● **Excerpt provided**:

┌──

The second part of the audit focused on people who had a subtotal hysterectomy before 1997 and had been excluded from the screening programme. That work concluded as expected at the end of July, and letters were sent to around a further 170 individuals by 18 August. I once again offer my sincere apologies to anyone who has been affected for the anxiety that I know this will have caused.
Thirty-nine people were reinstated in the programme and were invited to make an appointment for screening with their GP, and 132 were offered a gynaecology appointment. Where possible, I will keep members informed of the outcomes in future updates.
Jo’s Cervical Cancer Trust continues to make its helpline available for anyone who is affected or concerned by this issue. It can be reached by calling 0808 802 8000 or via email at [email protected].
To ensure that care for those affected is prioritised, the Scottish Government has provided additional funding to health boards so that gynaecology appointments can be offered as quickly as possible. In total, we have now provided more than £60,000 to support both reviews, and we will continue to make financial support available for boards that require it.

└──

● **Stored data**:
┌──

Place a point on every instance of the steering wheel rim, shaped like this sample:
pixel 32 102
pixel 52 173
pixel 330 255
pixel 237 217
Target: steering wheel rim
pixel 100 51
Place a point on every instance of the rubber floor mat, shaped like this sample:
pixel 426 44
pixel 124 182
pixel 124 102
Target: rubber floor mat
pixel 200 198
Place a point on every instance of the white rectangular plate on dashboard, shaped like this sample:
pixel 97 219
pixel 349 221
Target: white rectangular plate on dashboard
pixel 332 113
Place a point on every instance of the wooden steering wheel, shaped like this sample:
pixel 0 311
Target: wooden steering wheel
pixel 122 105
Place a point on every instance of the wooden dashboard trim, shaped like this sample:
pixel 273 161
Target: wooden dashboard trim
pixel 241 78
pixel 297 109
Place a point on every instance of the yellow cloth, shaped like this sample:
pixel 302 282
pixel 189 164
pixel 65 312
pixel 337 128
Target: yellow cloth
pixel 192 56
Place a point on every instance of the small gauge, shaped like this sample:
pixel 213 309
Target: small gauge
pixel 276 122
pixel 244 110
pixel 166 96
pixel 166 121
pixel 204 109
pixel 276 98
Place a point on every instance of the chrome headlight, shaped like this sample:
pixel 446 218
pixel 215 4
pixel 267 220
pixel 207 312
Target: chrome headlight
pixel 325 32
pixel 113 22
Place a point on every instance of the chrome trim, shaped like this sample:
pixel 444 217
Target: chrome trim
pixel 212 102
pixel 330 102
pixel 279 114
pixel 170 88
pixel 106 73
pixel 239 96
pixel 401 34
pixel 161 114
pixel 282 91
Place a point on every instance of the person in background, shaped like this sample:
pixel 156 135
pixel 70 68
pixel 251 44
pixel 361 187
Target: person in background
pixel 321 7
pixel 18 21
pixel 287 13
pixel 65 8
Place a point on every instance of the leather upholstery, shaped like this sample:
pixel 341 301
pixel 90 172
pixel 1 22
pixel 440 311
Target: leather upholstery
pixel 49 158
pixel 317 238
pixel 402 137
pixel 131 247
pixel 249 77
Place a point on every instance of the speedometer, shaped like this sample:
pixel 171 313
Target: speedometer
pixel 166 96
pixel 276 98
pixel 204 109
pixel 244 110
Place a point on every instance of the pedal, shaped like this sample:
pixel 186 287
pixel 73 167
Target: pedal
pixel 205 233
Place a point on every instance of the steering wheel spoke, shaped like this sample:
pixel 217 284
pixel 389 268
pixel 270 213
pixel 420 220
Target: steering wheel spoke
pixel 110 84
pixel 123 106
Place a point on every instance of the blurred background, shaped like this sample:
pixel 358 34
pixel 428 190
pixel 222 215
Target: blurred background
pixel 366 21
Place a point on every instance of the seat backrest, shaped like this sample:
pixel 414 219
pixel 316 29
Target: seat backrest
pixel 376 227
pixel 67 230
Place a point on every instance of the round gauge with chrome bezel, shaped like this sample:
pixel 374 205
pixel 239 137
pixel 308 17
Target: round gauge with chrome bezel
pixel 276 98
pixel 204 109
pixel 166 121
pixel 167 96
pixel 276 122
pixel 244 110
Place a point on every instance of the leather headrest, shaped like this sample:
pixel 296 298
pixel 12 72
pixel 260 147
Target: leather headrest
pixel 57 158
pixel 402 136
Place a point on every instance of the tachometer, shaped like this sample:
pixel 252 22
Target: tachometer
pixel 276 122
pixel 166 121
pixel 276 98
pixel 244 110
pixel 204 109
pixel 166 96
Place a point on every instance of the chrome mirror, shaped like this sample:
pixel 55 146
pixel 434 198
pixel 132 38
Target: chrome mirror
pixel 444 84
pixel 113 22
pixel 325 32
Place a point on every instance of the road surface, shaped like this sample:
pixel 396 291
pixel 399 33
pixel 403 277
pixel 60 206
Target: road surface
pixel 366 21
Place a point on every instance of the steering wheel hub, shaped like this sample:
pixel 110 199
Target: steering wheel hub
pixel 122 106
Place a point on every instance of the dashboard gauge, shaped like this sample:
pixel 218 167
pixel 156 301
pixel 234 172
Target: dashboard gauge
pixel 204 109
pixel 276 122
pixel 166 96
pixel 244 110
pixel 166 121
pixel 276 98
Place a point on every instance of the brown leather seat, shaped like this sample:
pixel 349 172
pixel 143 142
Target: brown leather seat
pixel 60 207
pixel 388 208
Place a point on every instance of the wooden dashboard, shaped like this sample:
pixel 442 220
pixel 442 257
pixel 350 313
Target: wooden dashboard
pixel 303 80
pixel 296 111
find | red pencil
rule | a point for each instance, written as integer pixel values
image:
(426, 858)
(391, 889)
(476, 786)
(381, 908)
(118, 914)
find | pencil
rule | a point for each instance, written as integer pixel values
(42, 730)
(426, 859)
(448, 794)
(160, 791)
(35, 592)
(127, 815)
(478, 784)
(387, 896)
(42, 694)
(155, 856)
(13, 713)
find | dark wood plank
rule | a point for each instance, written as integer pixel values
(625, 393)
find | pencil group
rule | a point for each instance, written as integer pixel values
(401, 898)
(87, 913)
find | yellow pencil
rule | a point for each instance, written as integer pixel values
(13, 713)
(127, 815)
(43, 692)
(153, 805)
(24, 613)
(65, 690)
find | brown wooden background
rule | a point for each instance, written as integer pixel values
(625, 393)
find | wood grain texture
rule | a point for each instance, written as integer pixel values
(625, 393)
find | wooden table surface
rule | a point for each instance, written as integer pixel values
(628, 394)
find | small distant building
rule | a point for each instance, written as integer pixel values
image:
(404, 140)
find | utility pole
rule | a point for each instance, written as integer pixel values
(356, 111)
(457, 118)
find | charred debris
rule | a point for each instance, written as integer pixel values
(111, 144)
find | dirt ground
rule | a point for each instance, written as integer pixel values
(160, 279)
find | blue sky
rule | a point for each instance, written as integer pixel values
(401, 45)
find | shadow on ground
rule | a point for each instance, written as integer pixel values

└──

● **What you will do**:
1. Print the part of the cervical screening update that opens with the words containing "The second part" and closes with "will have caused.".
2. Please continue the cervical screening update, starting after its final sentence.

● **Outputs by task**:
1.
The second part of the audit focused on people who had a subtotal hysterectomy before 1997 and had been excluded from the screening programme. That work concluded as expected at the end of July, and letters were sent to around a further 170 individuals by 18 August. I once again offer my sincere apologies to anyone who has been affected for the anxiety that I know this will have caused.

2.
Alongside that audit, clinical teams have completed a review of the cancer registry to ascertain whether there are other cases in which an exclusion may have contributed to cervical cancer. In most cases, they were able to establish that the exclusion was not associated with the development of cervical cancer. However, I am sorry to say that, while it is still not possible to be certain, there is a high level of clinical suspicion that in one case inappropriate exclusion from screening may have resulted in a cervical cancer diagnosis. Separately, there is another very complex case in which several factors may have contributed to a diagnosis of cervical cancer, including an incorrect exclusion from cervical screening.
I have explained that the audit of women who had subtotal hysterectomies and were excluded from the programme was prioritised because those are the cases in which there was most reason to suspect errors. When I last spoke to the Parliament, I said that work was under way to consider the appropriateness of around 2,000 permanent exclusions from the cervical screening programme, which have been made over decades. I can now say that the adverse event management team has recommended that all of those records should be individually reviewed.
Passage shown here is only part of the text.